ACTION ITEM: I need the records below restated word for word, without their pictures.

ENTRIES PROVIDED:

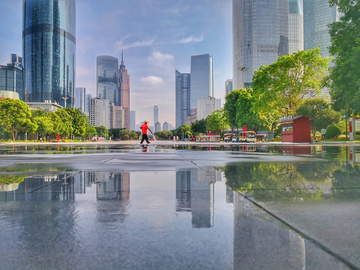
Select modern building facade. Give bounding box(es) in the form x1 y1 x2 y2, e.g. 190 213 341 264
0 91 20 100
163 122 169 131
118 53 130 129
109 104 124 129
26 100 63 112
85 94 92 116
75 87 86 113
289 0 304 54
154 106 159 126
216 99 222 110
190 54 214 109
23 0 76 106
304 0 340 58
197 96 216 121
97 56 118 106
175 70 191 128
232 0 289 89
0 54 24 100
130 111 136 131
89 97 110 129
185 107 197 125
155 122 161 133
225 79 233 96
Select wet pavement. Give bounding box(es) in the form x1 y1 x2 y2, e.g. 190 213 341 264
0 144 360 269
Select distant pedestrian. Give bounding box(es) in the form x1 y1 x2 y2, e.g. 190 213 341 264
321 128 326 142
140 121 153 144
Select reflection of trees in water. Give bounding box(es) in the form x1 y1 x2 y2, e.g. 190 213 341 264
220 160 345 201
0 175 26 185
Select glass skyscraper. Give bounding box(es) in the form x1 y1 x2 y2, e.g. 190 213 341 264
23 0 76 107
118 53 130 129
289 0 303 54
190 54 214 109
96 55 119 106
0 54 24 100
304 0 340 58
225 79 233 95
75 87 86 112
153 105 159 126
232 0 289 89
175 70 191 128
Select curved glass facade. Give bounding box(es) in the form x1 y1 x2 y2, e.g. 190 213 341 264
96 56 118 106
23 0 76 107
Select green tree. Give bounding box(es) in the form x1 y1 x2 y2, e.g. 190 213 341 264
296 98 342 136
96 126 108 137
154 130 173 140
0 99 33 141
224 90 242 129
85 121 97 139
206 110 229 135
191 119 207 135
235 88 261 130
65 107 87 137
329 0 360 113
47 112 63 140
33 116 53 139
54 109 73 138
252 48 330 119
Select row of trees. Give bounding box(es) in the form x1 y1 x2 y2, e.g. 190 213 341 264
0 98 98 141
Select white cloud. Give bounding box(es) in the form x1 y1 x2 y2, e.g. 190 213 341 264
148 52 174 63
115 36 156 52
140 76 165 85
176 34 204 44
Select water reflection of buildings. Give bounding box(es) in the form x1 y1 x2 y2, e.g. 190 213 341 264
233 192 306 269
176 169 221 228
0 172 130 202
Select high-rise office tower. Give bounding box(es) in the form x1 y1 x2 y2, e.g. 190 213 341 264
84 94 92 116
289 0 303 54
225 79 233 96
0 54 24 100
304 0 341 58
232 0 289 89
154 105 159 126
155 122 161 133
190 54 214 109
163 122 169 131
118 53 130 130
23 0 76 106
75 87 86 113
130 111 135 131
109 104 124 129
175 70 191 128
97 56 118 106
89 97 110 129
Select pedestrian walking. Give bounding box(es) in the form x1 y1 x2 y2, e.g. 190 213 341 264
140 121 153 144
321 128 326 142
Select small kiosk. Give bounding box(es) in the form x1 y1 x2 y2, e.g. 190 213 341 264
279 115 314 143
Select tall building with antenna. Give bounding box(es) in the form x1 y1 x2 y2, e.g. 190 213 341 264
119 52 130 129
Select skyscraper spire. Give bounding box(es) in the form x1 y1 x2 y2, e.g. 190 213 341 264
121 51 124 66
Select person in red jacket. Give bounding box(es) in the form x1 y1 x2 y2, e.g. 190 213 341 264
140 120 153 144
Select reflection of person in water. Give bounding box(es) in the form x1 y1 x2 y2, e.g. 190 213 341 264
142 145 148 153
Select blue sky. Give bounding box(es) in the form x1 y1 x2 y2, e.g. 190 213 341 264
0 0 232 127
0 0 302 127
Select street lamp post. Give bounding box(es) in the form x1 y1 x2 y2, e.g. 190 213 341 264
61 96 69 108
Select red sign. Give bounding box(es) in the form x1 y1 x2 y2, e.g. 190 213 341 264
209 131 212 136
350 122 353 133
243 126 248 132
57 133 60 142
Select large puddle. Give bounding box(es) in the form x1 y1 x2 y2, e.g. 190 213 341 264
0 145 359 269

RESPONSE TO THE TASK:
Select modern building facade. Give bounding box(es) in the form x1 y1 x2 y2, e.g. 190 213 341 264
0 91 20 100
163 122 169 131
118 53 130 129
109 104 124 129
26 100 63 112
85 94 92 116
75 87 86 113
289 0 304 54
154 106 159 126
216 99 222 110
190 54 214 109
23 0 76 106
304 0 340 58
197 96 216 121
97 56 118 106
175 70 191 128
232 0 289 89
0 54 24 100
130 111 136 131
89 97 110 129
185 107 197 125
155 122 161 133
225 79 233 96
Select wet pavement. Give bounding box(es) in the form x1 y1 x2 y2, e.g. 190 213 341 264
0 144 360 269
Select distant pedestrian. Give bounding box(es) in the form x1 y1 x2 y2, e.g. 190 213 341 264
321 128 326 142
140 121 153 144
Select reflection of trees in water. Give bounding box(es) in the form x1 y1 x2 y2, e.g. 190 213 341 264
220 160 345 201
0 175 26 185
Select glass skyscraper. Give bounding box(es) in the form x1 y1 x2 y2, e.g. 190 213 341 264
23 0 76 107
118 53 130 129
289 0 303 54
190 54 214 109
96 55 119 106
0 54 24 100
304 0 340 58
225 79 233 95
75 87 86 112
153 105 159 126
232 0 289 89
175 70 191 128
Select curved glass facade. Give bounding box(es) in the form x1 y1 x2 y2, e.g. 190 213 341 264
96 56 118 106
23 0 76 107
Select green tree. Give bounding box(es) in the form x1 y1 x2 y2, e.g. 190 213 341 264
296 98 342 136
96 126 108 137
154 130 173 140
0 99 33 141
224 90 242 129
85 121 97 139
206 110 229 135
191 119 207 135
235 88 261 130
65 107 87 137
329 0 360 113
47 112 63 140
33 116 53 139
54 109 73 138
252 48 330 119
Select row of trees. Give bounding box(es) in the form x1 y1 x2 y2, e.g. 190 213 341 264
0 98 98 141
Select white cloud. Give bounding box(es) in the form x1 y1 x2 y2, e.g. 190 213 341 264
148 52 174 63
115 36 156 52
140 76 165 85
176 34 204 44
Select water reflection of buildings. Give bounding box(es) in the form x1 y1 x2 y2, e.g. 190 213 341 264
233 192 306 269
176 169 221 228
0 172 130 202
Select high-rise office tower. Give bounding box(es) in the form x1 y1 x2 y2, e.g. 190 213 341 264
84 94 92 116
289 0 303 54
225 79 233 96
0 54 24 100
304 0 341 58
232 0 289 89
154 105 159 126
155 122 161 133
190 54 214 109
163 122 169 131
118 53 130 130
23 0 76 106
75 87 86 113
130 111 135 131
109 104 124 129
175 70 191 128
97 56 118 106
89 97 110 129
Select pedestrian walking. Give bounding box(es) in the form x1 y1 x2 y2, e.g. 190 213 341 264
140 121 153 144
321 128 326 142
Select small kiosk. Give bounding box(es) in the form x1 y1 x2 y2, e.g. 190 213 341 264
279 115 314 143
Select tall building with antenna. Give bounding box(es) in the form x1 y1 x2 y2, e.g. 190 213 341 264
119 52 130 129
Select skyscraper spire. Give bounding box(es) in the form x1 y1 x2 y2, e.g. 190 213 341 264
121 51 124 66
Select person in red jacket. Give bounding box(es) in the form x1 y1 x2 y2, e.g. 190 213 341 264
140 120 153 144
Select reflection of person in water. Give bounding box(es) in the form x1 y1 x2 y2, e.g. 190 213 341 264
142 145 148 153
Select blue sky. Give bounding box(es) in the form x1 y1 x2 y2, e.g. 190 213 341 264
0 0 232 127
0 0 302 127
Select street lamp post. Give bounding box(es) in the form x1 y1 x2 y2, e.g. 190 213 341 264
61 96 69 108
Select red sign. Give bounding box(es) in the form x1 y1 x2 y2, e.g. 190 213 341 264
209 131 212 136
350 122 353 133
243 126 248 132
57 133 60 142
Select large puddle. Give bounding box(es) in the form x1 y1 x2 y2, e.g. 190 213 341 264
0 145 359 269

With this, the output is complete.